----- GIVEN ENTRIES
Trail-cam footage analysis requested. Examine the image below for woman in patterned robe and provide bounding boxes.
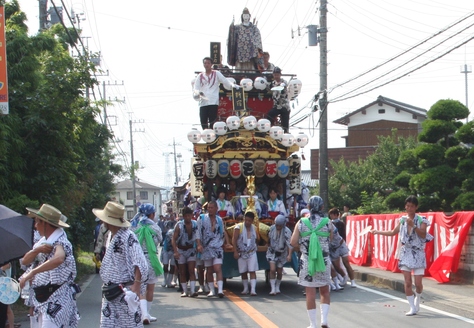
[291,196,333,328]
[92,202,148,328]
[20,204,79,328]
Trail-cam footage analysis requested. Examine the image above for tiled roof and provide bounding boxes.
[115,179,166,190]
[334,96,427,125]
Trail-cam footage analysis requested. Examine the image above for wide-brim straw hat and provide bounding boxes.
[92,202,130,228]
[26,204,69,228]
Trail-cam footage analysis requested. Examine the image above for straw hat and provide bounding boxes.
[26,204,69,228]
[92,202,130,227]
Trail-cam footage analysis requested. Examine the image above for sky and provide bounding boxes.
[14,0,474,187]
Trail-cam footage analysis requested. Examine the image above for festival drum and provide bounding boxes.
[268,211,280,220]
[217,97,234,122]
[247,97,273,120]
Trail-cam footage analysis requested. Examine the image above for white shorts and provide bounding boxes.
[400,265,425,276]
[178,253,196,264]
[237,253,258,273]
[160,251,176,266]
[204,257,222,268]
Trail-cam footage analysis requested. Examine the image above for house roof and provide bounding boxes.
[334,96,427,125]
[115,179,166,190]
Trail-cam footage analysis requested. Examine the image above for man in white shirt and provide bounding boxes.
[194,57,238,130]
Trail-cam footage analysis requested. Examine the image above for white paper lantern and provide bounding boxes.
[253,159,265,178]
[230,159,242,179]
[253,76,267,90]
[270,126,284,140]
[224,77,235,91]
[226,116,240,130]
[201,129,216,143]
[257,118,272,132]
[243,116,257,130]
[295,132,309,148]
[205,159,218,179]
[213,121,227,136]
[217,159,230,178]
[240,78,253,91]
[277,159,290,178]
[188,129,201,143]
[287,79,302,100]
[265,160,278,178]
[281,133,295,147]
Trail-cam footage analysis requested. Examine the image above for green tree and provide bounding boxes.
[0,1,121,251]
[409,99,474,211]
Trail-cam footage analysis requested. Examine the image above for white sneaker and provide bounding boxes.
[405,309,416,317]
[342,276,349,286]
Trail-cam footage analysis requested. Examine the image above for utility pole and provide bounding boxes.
[102,81,124,126]
[129,120,145,213]
[39,0,48,31]
[170,138,181,186]
[319,0,329,211]
[461,64,472,123]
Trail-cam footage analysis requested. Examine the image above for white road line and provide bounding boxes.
[357,285,474,325]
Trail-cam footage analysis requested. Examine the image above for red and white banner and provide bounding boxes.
[346,212,474,282]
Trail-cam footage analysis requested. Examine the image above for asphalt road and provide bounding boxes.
[72,269,474,328]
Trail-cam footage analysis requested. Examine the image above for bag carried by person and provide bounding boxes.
[33,284,61,303]
[102,283,124,301]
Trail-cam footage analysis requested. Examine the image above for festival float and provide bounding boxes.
[187,8,308,278]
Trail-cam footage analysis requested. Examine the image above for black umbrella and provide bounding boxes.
[0,205,35,265]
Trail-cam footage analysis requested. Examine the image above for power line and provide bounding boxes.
[329,36,474,103]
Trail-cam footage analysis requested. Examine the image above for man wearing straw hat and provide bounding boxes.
[20,204,79,328]
[92,202,148,328]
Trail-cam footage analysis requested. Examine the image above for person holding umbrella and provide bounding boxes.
[20,204,79,327]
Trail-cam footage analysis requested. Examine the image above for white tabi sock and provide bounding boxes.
[250,279,257,294]
[275,279,281,294]
[242,279,249,294]
[321,303,329,326]
[207,281,215,295]
[30,315,40,328]
[270,279,276,295]
[161,272,168,287]
[140,300,148,320]
[181,282,188,293]
[306,309,318,328]
[405,295,416,316]
[415,292,422,313]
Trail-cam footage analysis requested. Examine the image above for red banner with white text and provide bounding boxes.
[346,212,474,282]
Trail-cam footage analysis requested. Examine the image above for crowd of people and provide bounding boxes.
[2,193,431,328]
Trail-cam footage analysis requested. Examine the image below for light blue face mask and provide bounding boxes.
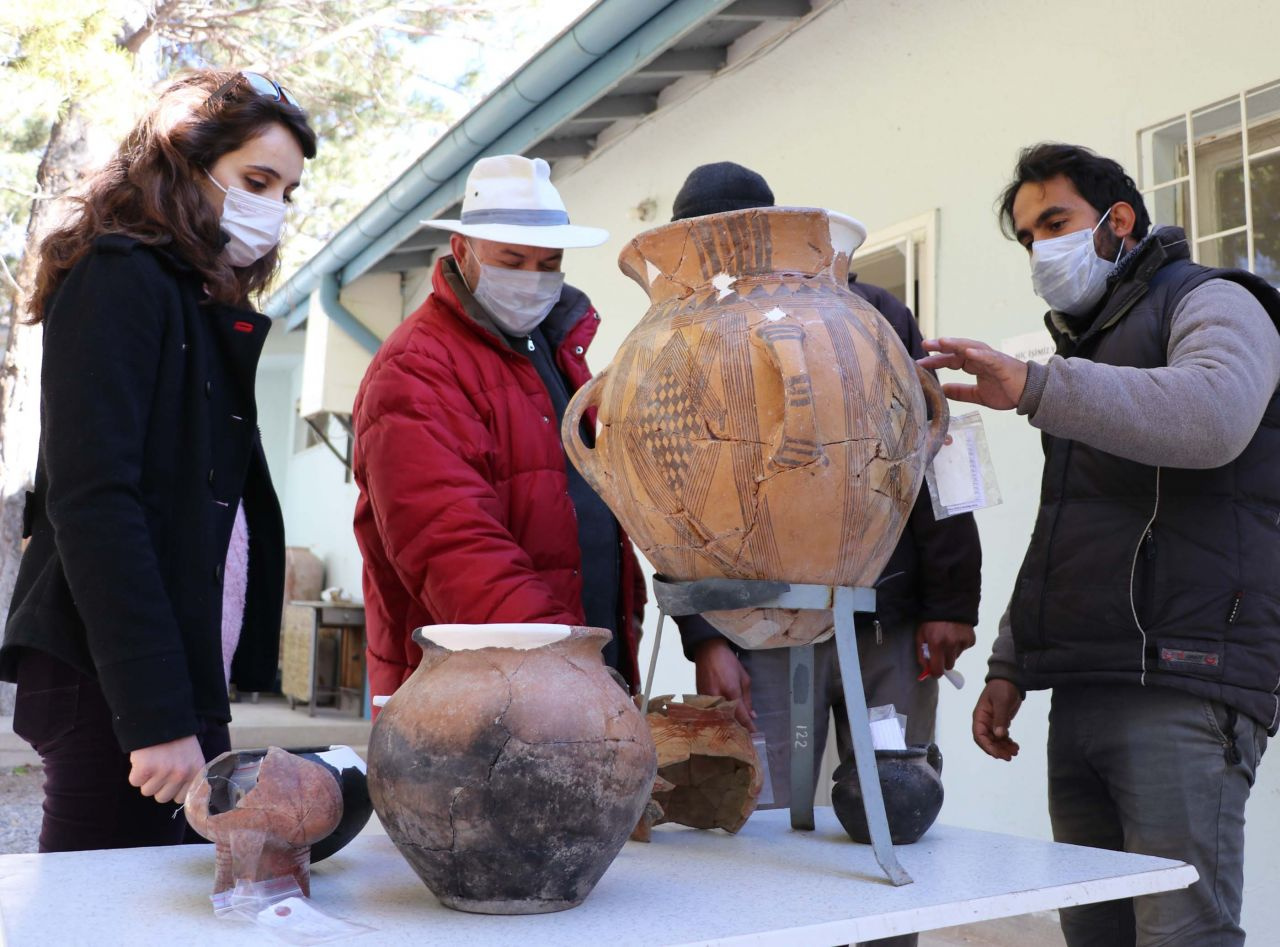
[471,248,564,335]
[1032,207,1124,316]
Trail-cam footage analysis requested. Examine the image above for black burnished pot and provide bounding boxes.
[831,744,942,845]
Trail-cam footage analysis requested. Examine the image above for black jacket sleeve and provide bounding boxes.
[41,247,205,751]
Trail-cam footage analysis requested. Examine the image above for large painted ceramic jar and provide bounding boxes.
[563,207,947,648]
[369,625,658,914]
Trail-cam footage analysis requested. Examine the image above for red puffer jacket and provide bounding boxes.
[353,257,645,695]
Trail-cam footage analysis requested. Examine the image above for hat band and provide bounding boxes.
[462,207,568,227]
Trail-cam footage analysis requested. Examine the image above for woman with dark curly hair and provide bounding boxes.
[0,70,316,851]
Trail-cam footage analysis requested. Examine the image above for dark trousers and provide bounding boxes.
[13,650,230,852]
[1048,683,1268,947]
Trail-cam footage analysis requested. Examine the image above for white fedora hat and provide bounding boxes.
[420,155,609,250]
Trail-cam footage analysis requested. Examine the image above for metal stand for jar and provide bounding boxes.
[641,576,911,886]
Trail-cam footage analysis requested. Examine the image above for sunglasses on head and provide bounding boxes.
[209,72,302,111]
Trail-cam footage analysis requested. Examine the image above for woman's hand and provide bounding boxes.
[129,736,205,802]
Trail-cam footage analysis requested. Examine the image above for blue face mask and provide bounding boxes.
[1032,207,1124,316]
[471,250,564,335]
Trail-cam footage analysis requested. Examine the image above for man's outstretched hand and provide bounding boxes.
[694,637,755,731]
[919,339,1027,411]
[973,677,1023,760]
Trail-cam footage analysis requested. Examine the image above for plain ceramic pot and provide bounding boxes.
[562,207,948,649]
[831,744,942,845]
[369,625,658,914]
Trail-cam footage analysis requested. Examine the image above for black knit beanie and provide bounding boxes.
[671,161,773,220]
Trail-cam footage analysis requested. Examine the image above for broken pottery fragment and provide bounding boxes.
[369,625,657,914]
[562,207,947,648]
[648,694,764,832]
[183,746,342,897]
[631,776,676,842]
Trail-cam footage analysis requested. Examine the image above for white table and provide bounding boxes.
[0,808,1197,947]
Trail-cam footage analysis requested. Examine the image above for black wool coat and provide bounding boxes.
[0,235,284,751]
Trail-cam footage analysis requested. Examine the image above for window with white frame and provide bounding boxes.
[1138,82,1280,285]
[849,211,938,338]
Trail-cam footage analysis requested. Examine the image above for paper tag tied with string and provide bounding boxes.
[924,411,1001,520]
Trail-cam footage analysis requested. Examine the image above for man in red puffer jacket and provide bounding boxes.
[353,155,645,695]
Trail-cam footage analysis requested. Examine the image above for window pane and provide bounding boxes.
[1249,155,1280,285]
[1192,99,1240,143]
[1147,183,1190,229]
[1140,119,1187,187]
[1244,84,1280,155]
[1196,154,1244,235]
[1199,233,1249,270]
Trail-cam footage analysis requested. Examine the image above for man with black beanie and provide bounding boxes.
[672,161,982,943]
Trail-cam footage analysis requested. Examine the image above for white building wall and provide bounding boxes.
[545,0,1280,942]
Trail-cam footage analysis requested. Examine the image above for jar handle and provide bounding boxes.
[915,363,951,461]
[755,319,827,470]
[561,369,609,503]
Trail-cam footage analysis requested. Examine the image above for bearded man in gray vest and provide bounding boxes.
[922,143,1280,947]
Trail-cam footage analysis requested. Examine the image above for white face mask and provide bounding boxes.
[471,250,564,335]
[1032,207,1124,316]
[205,171,284,266]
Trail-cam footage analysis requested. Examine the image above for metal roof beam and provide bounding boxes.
[525,138,595,161]
[716,0,813,20]
[570,95,658,124]
[330,0,728,287]
[635,46,726,79]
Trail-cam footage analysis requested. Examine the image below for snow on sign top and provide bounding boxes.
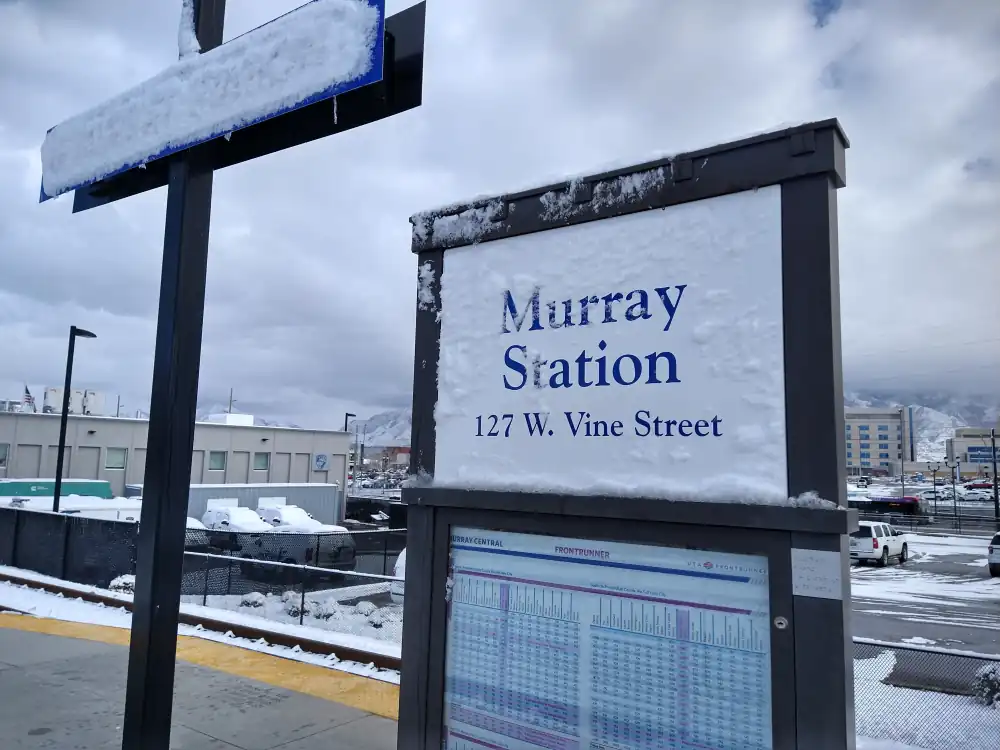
[41,0,385,201]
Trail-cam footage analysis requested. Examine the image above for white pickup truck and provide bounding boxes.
[851,521,910,568]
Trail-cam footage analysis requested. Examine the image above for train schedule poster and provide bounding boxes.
[444,527,772,750]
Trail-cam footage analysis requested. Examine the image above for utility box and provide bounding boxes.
[398,120,857,750]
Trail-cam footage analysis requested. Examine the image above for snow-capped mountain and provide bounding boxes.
[844,391,1000,461]
[347,409,413,448]
[348,391,1000,461]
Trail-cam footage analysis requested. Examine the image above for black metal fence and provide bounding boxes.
[854,638,1000,750]
[181,552,403,643]
[0,508,406,587]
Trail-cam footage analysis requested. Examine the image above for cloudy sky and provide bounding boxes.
[0,0,1000,427]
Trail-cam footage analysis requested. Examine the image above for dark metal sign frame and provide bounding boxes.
[47,0,426,750]
[398,120,857,750]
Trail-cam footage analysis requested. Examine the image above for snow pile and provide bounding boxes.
[188,584,403,645]
[177,0,201,60]
[240,591,267,609]
[854,651,1000,750]
[42,0,381,197]
[418,199,503,243]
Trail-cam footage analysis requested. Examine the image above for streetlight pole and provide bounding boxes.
[928,463,941,516]
[944,458,962,519]
[52,326,97,513]
[990,427,1000,531]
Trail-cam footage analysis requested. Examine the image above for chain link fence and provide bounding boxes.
[181,552,403,644]
[854,638,1000,750]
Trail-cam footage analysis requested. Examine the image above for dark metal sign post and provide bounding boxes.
[37,0,425,750]
[398,120,857,750]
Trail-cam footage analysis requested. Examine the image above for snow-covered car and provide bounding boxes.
[184,516,212,552]
[986,532,1000,578]
[389,548,406,604]
[257,505,357,570]
[851,521,910,567]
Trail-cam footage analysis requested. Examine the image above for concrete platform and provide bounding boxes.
[0,615,396,750]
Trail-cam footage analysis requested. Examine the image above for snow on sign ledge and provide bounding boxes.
[42,0,385,201]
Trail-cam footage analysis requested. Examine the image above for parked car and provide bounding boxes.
[389,548,406,604]
[851,521,910,567]
[986,532,1000,578]
[257,505,357,570]
[184,517,212,552]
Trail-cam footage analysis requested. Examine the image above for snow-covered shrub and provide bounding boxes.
[972,664,1000,710]
[108,575,135,594]
[240,591,267,609]
[281,591,316,617]
[307,600,344,620]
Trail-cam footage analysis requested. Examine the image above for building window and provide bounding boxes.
[104,448,128,469]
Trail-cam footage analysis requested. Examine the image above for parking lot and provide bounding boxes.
[851,534,1000,654]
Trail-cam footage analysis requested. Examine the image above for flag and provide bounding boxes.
[21,385,38,413]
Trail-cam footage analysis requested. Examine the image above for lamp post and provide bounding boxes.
[52,326,97,513]
[927,463,941,516]
[990,427,1000,531]
[944,458,962,523]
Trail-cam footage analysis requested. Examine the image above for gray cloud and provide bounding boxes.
[0,0,1000,426]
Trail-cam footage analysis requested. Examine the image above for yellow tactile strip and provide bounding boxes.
[0,612,399,720]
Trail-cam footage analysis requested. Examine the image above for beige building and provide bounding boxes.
[945,424,1000,476]
[844,407,915,475]
[0,412,352,495]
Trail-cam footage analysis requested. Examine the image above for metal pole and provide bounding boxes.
[990,427,1000,531]
[52,326,76,513]
[122,0,226,750]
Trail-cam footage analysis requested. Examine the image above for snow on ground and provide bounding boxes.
[181,584,403,646]
[854,651,1000,750]
[851,568,1000,607]
[0,582,399,685]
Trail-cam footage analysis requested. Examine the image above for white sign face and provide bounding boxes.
[444,528,772,750]
[435,186,788,502]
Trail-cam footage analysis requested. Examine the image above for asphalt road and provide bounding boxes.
[851,534,1000,654]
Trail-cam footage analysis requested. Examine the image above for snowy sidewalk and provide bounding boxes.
[0,628,396,750]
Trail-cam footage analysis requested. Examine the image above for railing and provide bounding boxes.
[181,552,403,643]
[0,508,406,587]
[854,638,1000,750]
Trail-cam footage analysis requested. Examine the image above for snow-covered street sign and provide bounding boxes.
[35,5,425,750]
[397,120,857,750]
[41,0,385,201]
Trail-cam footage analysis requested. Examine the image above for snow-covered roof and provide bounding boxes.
[42,0,385,200]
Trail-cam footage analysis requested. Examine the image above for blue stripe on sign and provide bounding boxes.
[452,544,750,583]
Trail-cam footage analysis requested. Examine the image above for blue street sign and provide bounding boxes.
[40,0,385,201]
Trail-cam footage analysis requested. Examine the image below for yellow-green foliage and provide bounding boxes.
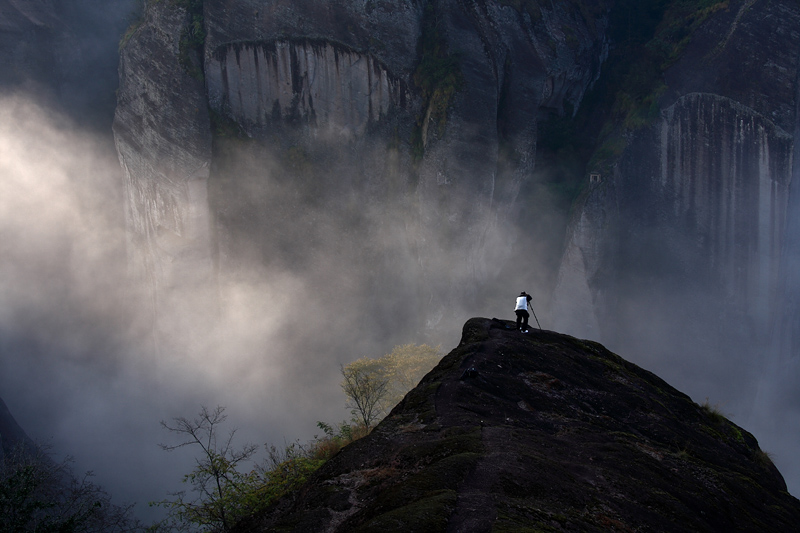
----------
CHALLENGE ▸
Starting with the line containing "table and provide bounding boxes." and going on through the line containing "[849,211,938,338]", revise these lines so that "wool coat" becomes "winter coat" and nothing else changes. Give only those lines.

OUTPUT OF THE EXERCISE ▸
Trail-cam footage analysis requested. Examine the image above for white table and provide bounding boxes.
[0,808,1197,947]
Trail-cam footage analysis requested. Examine the image above for black winter coat and provide bounding boxes.
[0,235,284,751]
Trail-cam footage analysis requested. Examine the image above for window with white frame and provide bounding boxes.
[1138,82,1280,285]
[849,211,938,338]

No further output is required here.